Extracted data entries
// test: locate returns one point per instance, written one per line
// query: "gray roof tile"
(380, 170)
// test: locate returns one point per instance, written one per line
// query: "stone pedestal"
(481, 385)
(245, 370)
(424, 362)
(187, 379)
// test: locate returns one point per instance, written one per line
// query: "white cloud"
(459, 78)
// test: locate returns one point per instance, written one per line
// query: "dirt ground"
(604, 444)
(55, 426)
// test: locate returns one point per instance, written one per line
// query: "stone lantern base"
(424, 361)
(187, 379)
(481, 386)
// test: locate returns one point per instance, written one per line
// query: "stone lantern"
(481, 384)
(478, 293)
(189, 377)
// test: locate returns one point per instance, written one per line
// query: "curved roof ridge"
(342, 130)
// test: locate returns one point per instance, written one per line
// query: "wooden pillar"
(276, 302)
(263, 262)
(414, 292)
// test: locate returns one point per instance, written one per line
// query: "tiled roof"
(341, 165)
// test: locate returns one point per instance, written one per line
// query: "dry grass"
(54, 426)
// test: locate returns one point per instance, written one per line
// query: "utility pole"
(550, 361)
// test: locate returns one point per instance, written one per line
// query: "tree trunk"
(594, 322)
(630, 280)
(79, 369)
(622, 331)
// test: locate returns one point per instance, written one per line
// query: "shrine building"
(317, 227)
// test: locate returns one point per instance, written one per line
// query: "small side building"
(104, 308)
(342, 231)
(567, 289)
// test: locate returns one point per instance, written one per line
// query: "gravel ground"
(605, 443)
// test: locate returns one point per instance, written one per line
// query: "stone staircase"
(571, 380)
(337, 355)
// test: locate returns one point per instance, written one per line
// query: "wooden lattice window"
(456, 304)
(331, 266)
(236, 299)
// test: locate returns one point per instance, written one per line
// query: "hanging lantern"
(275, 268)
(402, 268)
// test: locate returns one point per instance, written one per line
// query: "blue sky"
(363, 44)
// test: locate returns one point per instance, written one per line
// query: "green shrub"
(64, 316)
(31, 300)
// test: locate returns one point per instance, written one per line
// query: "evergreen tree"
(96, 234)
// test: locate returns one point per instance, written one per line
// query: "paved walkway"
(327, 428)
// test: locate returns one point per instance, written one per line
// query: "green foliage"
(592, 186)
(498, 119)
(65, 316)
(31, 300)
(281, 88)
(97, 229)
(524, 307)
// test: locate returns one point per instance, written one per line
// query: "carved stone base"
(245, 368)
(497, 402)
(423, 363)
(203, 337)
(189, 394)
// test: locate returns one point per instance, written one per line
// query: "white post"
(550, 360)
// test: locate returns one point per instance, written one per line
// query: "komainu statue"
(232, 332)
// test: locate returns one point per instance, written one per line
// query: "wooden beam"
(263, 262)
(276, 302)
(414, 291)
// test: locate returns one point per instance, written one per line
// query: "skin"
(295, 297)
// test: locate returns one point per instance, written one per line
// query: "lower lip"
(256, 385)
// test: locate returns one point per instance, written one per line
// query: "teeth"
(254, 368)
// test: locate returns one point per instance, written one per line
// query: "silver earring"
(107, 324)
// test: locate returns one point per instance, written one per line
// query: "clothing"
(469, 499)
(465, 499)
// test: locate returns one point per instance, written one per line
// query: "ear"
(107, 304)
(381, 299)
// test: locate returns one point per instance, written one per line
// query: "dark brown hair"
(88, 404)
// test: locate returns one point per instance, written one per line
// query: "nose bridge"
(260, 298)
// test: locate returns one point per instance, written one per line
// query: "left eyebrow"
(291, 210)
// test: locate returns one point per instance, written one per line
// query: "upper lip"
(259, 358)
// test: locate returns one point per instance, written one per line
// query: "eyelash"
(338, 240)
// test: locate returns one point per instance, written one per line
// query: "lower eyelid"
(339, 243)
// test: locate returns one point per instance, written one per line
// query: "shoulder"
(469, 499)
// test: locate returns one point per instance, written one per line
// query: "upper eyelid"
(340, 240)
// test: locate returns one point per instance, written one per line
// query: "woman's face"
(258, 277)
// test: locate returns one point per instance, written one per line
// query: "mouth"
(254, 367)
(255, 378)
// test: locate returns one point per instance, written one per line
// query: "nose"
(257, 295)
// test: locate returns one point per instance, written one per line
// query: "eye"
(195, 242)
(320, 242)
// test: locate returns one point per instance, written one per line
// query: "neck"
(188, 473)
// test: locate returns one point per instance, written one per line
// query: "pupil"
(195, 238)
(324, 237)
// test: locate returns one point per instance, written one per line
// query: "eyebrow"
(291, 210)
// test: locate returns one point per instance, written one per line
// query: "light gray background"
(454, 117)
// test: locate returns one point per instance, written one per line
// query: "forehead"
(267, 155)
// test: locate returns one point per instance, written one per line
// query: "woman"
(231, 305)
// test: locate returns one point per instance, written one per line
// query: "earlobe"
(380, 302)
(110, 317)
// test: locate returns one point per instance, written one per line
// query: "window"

WHAT NEEDS TO BE DONE: Copy all the lines, exactly.

WORKED ANSWER:
// test: locate returns one point per instance, written one per line
// query: "gray roof tile"
(380, 170)
// test: locate returns one point per instance, written one per line
// query: "stone pedestal"
(481, 385)
(245, 370)
(424, 362)
(187, 379)
// test: locate returns one point per instance, written one per line
// query: "white cloud"
(459, 78)
// test: locate returns one point per instance, written one per line
// query: "dirt ground"
(604, 444)
(55, 426)
// test: locate returns one point per instance, written one per line
// query: "stone lantern base"
(424, 361)
(187, 379)
(481, 386)
// test: locate returns one point per instance, written one per line
// query: "stone lantern"
(481, 384)
(478, 293)
(189, 377)
// test: locate returns one point per instance, written one per line
// query: "curved roof ridge"
(342, 130)
// test: locate returns one point per instance, written one per line
// query: "wooden pillar"
(276, 302)
(263, 262)
(414, 292)
// test: locate returns one point per instance, written one per line
// query: "tiled roof"
(341, 165)
// test: locate returns one point per instance, written one per line
// query: "dry grass"
(54, 426)
// test: locate returns one point per instance, written one per line
// query: "utility pole"
(550, 361)
// test: locate returns one point per instance, written one per line
// query: "tree trunk"
(594, 322)
(630, 280)
(79, 369)
(622, 331)
// test: locate returns one point per instance, written one per line
// query: "shrine building"
(317, 227)
// test: locate returns one point per instance, written one per line
// query: "small side building"
(104, 308)
(342, 231)
(567, 289)
// test: locate returns one point per instance, written one per line
// query: "gravel ground"
(605, 443)
// test: locate returns one point per instance, written one per line
// query: "stone staircase"
(571, 380)
(337, 355)
// test: locate returns one point per instance, written one per line
// query: "wooden lattice window"
(456, 304)
(331, 266)
(236, 299)
// test: locate returns one point per instance, written one per line
// query: "hanging lantern"
(275, 268)
(402, 268)
// test: locate returns one point per instance, written one per line
// query: "blue sky"
(363, 44)
// test: locate returns one point per instance, written one per line
// query: "green shrub"
(64, 316)
(31, 300)
// test: locate returns one point per instance, written one per line
// query: "evergreen tree"
(96, 234)
// test: locate returns one point per instance, written one per line
// query: "paved walkway"
(327, 428)
// test: locate returns one point per instance, written one per line
// query: "green foliage"
(592, 186)
(498, 119)
(65, 316)
(31, 300)
(281, 88)
(97, 229)
(524, 307)
// test: locate returns one point per instance, written one per line
// query: "carved stone base"
(245, 368)
(497, 402)
(423, 363)
(203, 337)
(189, 394)
// test: locate returns one point per instance, written one per line
// query: "white post"
(550, 360)
// test: locate returns one point per instance, written one per line
// query: "komainu statue"
(232, 332)
// test: locate returns one point per instance, written one per line
// query: "wooden beam"
(263, 262)
(276, 302)
(414, 291)
// test: locate returns one point per instance, written one per line
// query: "skin"
(295, 297)
// test: locate returns one point per instance, written one per line
// query: "lower lip"
(256, 385)
// test: locate returns one point per instance, written one per line
// query: "teeth"
(254, 368)
// test: locate returns one point per instance, written one per line
// query: "silver earring"
(107, 324)
// test: locate returns one point per instance, written one per line
// query: "clothing"
(469, 499)
(465, 499)
// test: locate returns one point per instance, written one per line
// query: "ear"
(107, 304)
(381, 299)
// test: locate returns one point per instance, written one per line
// query: "dark brown hair"
(88, 404)
// test: locate returns one point per instance, written one per line
// query: "nose bridge"
(260, 298)
// test: locate returns one point per instance, written one per line
// query: "left eyebrow"
(291, 210)
// test: locate returns one point per instance, written one per line
// query: "upper lip"
(259, 358)
// test: locate returns one point per instance, written one per line
// query: "eyelash"
(338, 240)
// test: locate returns one point per instance, written one per line
// query: "lower eyelid"
(339, 243)
// test: locate returns one point per instance, written one per line
// query: "shoulder"
(469, 499)
// test: locate returns one point per instance, written one per line
// query: "upper eyelid"
(340, 240)
// test: locate returns one point per instance, written one per line
// query: "woman's face"
(258, 277)
// test: locate returns one point per instance, written one per line
// query: "mouth"
(254, 367)
(255, 378)
// test: locate returns one point per instance, written one per line
// query: "nose"
(257, 295)
// test: locate returns one point per instance, written one per line
// query: "eye"
(195, 242)
(320, 242)
// test: locate returns one point per instance, written one per line
// query: "neck"
(188, 473)
// test: locate returns one point per instance, written one per line
// query: "pupil"
(195, 238)
(324, 237)
// test: locate returns one point per instance, written one per line
// query: "eyebrow"
(291, 210)
// test: locate returns one point per instance, written one per line
// query: "light gray background"
(454, 117)
// test: locate returns one point per instance, written one per line
// query: "forehead"
(267, 155)
// test: locate returns one point per instance, written one per line
// query: "woman"
(231, 305)
// test: locate returns one point per instance, written one per line
// query: "earlobe"
(380, 302)
(110, 317)
// test: locate returns one point per instance, written one per line
// query: "window"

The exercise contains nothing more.